— Problem description —
Each line from the one containing "[find] the man leaning" to the end of the records should be copied exactly, and no other line.

— Available records —
********************
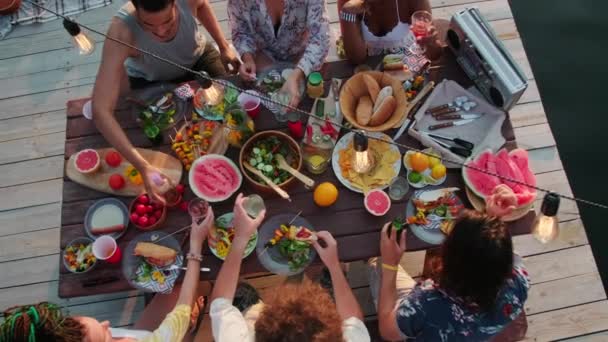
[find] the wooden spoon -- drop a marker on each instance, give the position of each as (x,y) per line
(267,180)
(299,175)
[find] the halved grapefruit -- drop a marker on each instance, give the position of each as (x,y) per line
(87,161)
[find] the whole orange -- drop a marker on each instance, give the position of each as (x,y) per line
(419,162)
(325,194)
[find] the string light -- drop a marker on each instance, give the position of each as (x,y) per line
(205,80)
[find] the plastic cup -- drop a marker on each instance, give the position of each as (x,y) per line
(251,103)
(105,248)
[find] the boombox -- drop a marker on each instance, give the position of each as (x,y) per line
(485,59)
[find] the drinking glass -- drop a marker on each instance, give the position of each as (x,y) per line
(398,188)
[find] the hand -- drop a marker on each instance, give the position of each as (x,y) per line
(501,202)
(154,180)
(248,69)
(329,253)
(292,87)
(230,60)
(390,250)
(199,231)
(245,226)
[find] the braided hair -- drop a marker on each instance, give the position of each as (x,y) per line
(39,322)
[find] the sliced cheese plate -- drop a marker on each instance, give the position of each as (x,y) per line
(99,180)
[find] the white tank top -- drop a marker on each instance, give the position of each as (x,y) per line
(398,40)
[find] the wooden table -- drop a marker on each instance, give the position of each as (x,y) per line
(357,231)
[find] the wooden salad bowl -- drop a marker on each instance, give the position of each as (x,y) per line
(245,153)
(355,87)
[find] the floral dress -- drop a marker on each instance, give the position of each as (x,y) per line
(302,37)
(429,314)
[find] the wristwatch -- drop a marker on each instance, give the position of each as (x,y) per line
(348,17)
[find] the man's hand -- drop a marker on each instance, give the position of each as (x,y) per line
(245,226)
(153,181)
(329,253)
(501,202)
(292,87)
(230,60)
(390,250)
(199,232)
(248,68)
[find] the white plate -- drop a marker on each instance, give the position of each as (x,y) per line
(343,143)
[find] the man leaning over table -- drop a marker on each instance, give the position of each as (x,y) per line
(294,312)
(169,29)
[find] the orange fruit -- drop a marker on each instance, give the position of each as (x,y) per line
(419,162)
(325,194)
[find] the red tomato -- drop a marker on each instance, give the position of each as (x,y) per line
(116,182)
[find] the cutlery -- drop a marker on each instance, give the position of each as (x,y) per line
(175,267)
(457,116)
(450,124)
(299,175)
(266,180)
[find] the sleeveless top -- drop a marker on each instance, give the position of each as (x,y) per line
(398,40)
(185,48)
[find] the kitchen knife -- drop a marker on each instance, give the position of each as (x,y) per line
(450,124)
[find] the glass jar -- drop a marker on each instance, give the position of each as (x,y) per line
(315,86)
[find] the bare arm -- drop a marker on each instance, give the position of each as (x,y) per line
(354,45)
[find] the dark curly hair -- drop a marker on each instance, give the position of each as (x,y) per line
(476,259)
(299,313)
(39,322)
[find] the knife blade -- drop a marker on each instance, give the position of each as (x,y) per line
(457,116)
(450,124)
********************
— Solution to this problem —
[find] the man leaning over table -- drop a marker on each instance, give the position of each as (x,y) per line
(294,312)
(169,29)
[find] the orange fruit -- drop a marker on each instance, give the position of each as (x,y) per line
(419,162)
(325,194)
[find] the red tomato -- drop a marker on each instance, give the position of each as (x,y) per line
(116,182)
[find] the cutlery -- drop a marker on each instance, give the position of each as (x,y) per line
(175,267)
(457,116)
(450,124)
(299,175)
(266,180)
[find] the sleeveless top -- drop a marker on each instance, give the position of each as (x,y) per line
(398,40)
(185,48)
[find] the kitchen knife -- drop a marker on each instance, give the position of each as (x,y) per line
(450,124)
[find] the glass jar -- drop a marker on each instance, give the position of each as (x,y) per line
(315,86)
[find] the bare arm -- drop a marker on each instance, give the position of each as (x,y) per line
(354,45)
[find] the dark curly hair -- drop a marker on each instance, give the position of each as (x,y) per line
(476,259)
(299,313)
(39,322)
[find] the knife blade -- drop a marker on each instance, give the position of each as (x,y) per line
(457,116)
(450,124)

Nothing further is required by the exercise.